▸ THE PROBLEM
Copy out unchanged the stretch of the material below, from the line containing "Target: sand pile" through the end of the material.

[Object detection data]
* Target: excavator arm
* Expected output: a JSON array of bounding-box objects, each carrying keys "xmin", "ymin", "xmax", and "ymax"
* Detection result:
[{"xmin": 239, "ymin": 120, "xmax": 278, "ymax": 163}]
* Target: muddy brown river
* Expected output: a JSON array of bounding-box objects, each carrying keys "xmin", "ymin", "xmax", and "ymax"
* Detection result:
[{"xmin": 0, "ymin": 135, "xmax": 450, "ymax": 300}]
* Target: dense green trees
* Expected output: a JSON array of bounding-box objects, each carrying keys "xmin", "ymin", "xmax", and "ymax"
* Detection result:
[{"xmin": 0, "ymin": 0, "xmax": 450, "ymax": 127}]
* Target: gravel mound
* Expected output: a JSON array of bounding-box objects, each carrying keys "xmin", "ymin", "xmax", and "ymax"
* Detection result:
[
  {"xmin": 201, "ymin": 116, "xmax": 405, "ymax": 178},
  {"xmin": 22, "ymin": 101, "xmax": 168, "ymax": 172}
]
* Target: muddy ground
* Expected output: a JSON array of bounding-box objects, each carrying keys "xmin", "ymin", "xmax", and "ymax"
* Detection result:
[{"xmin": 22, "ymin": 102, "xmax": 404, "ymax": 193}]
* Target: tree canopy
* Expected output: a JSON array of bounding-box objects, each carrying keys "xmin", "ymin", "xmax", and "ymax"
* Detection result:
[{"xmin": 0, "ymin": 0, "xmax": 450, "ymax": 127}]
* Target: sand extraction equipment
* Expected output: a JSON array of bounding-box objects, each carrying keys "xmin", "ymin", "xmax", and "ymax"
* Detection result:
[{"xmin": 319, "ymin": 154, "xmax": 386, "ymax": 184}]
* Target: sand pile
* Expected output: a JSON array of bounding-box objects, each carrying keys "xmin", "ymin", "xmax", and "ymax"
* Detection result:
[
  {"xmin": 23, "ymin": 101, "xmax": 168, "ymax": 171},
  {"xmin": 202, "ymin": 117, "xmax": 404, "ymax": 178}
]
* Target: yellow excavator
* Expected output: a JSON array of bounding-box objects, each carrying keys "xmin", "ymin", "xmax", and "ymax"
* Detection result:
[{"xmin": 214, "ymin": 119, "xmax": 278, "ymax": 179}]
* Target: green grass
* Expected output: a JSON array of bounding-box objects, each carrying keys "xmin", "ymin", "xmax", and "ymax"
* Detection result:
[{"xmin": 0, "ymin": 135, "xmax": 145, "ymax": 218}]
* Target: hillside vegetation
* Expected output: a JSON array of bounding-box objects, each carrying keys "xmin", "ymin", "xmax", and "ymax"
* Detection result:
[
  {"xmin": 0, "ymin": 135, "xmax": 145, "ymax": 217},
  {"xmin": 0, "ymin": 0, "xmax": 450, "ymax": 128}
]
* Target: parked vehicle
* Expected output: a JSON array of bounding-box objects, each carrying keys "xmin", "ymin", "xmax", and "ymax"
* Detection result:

▸ RESULT
* Target: sand pile
* Expected output: a JSON array of bounding-box objects, each carrying keys "xmin", "ymin", "xmax", and "ymax"
* Detection result:
[
  {"xmin": 23, "ymin": 101, "xmax": 168, "ymax": 171},
  {"xmin": 202, "ymin": 117, "xmax": 404, "ymax": 178}
]
* Target: yellow excavator
* Expected output: a JSON array of bounding-box objects, each carrying keys "xmin", "ymin", "xmax", and "ymax"
* Detection result:
[{"xmin": 214, "ymin": 119, "xmax": 278, "ymax": 179}]
* Target: green grass
* Expected output: a JSON array of bounding-box objects, each carrying keys "xmin", "ymin", "xmax", and "ymax"
* Detection result:
[{"xmin": 0, "ymin": 135, "xmax": 145, "ymax": 218}]
* Target: hillside vegetation
* Expected output: a JSON array of bounding-box objects, each carrying keys "xmin", "ymin", "xmax", and "ymax"
* Detection result:
[
  {"xmin": 0, "ymin": 135, "xmax": 145, "ymax": 217},
  {"xmin": 0, "ymin": 0, "xmax": 450, "ymax": 128}
]
* Target: parked vehicle
* Expected output: a JSON array of bounding-box objects, each carrying keys "xmin", "ymin", "xmax", and "ymax"
* Detection result:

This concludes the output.